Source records
== Segment start ==

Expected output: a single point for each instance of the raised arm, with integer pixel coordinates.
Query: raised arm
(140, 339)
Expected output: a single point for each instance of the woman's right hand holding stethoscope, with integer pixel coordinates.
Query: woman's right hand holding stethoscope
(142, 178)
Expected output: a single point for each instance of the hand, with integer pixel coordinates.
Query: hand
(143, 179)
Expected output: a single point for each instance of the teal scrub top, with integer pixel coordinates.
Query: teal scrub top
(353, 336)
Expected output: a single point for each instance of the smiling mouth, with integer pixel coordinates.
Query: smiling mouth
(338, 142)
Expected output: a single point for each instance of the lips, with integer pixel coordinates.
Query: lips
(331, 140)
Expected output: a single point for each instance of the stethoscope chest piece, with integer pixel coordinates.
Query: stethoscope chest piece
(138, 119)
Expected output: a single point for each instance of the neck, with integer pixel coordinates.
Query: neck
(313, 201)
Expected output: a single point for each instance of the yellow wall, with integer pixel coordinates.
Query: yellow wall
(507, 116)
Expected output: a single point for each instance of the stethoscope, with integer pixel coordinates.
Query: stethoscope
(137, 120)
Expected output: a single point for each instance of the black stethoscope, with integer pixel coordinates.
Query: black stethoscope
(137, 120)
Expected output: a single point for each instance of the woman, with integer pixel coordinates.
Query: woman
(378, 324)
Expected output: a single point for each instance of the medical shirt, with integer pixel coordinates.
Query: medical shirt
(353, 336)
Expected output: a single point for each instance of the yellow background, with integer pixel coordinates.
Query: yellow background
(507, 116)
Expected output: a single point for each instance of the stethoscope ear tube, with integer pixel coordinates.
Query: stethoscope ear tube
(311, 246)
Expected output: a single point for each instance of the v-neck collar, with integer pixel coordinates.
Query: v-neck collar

== Segment end ==

WHAT THIS TASK INVOLVES — Word for word, repeat each entry shown above.

TASK OUTPUT —
Expected output: a single point for each instance of the raised arm, with integer pixel coordinates.
Query: raised arm
(140, 339)
Expected output: a single point for each instance of the woman's right hand holding stethoscope, with integer pixel coordinates.
Query: woman's right hand holding stethoscope
(142, 178)
Expected output: a single point for each instance of the hand, with integer pixel coordinates.
Query: hand
(143, 179)
Expected output: a single point for each instance of the teal scrub top, with integer pixel coordinates.
Query: teal scrub top
(353, 336)
Expected output: a single point for each instance of the smiling mouth, with integer pixel coordinates.
Query: smiling mouth
(338, 142)
Expected output: a single point for each instance of the lips, with integer pixel coordinates.
Query: lips
(331, 140)
Expected output: a single point for each instance of the stethoscope chest piece, with integer pixel coordinates.
Query: stethoscope chest piece
(138, 119)
Expected output: a single point for each instance of the neck, with integer pixel coordinates.
Query: neck
(313, 201)
Expected output: a single point for each instance of the yellow wall, with integer pixel coordinates.
Query: yellow wall
(507, 116)
Expected output: a single point for each instance of the stethoscope, with integer pixel coordinates.
Query: stethoscope
(137, 120)
Expected output: a single point for each instance of the black stethoscope, with integer pixel coordinates.
Query: black stethoscope
(137, 120)
Expected output: a single point for each instance of the woman, with integer pixel coordinates.
Query: woman
(378, 324)
Expected output: a single point for each instance of the medical shirt, with integer pixel coordinates.
Query: medical shirt
(353, 336)
Expected output: a single point for each instance of the yellow background, with integer pixel coordinates.
Query: yellow background
(507, 116)
Expected output: a single point for each instance of the stethoscope ear tube, with integer pixel coordinates.
Query: stethoscope ear tube
(311, 246)
Expected output: a single point for each instance of the v-neck collar, with integer pixel coordinates.
Query: v-neck collar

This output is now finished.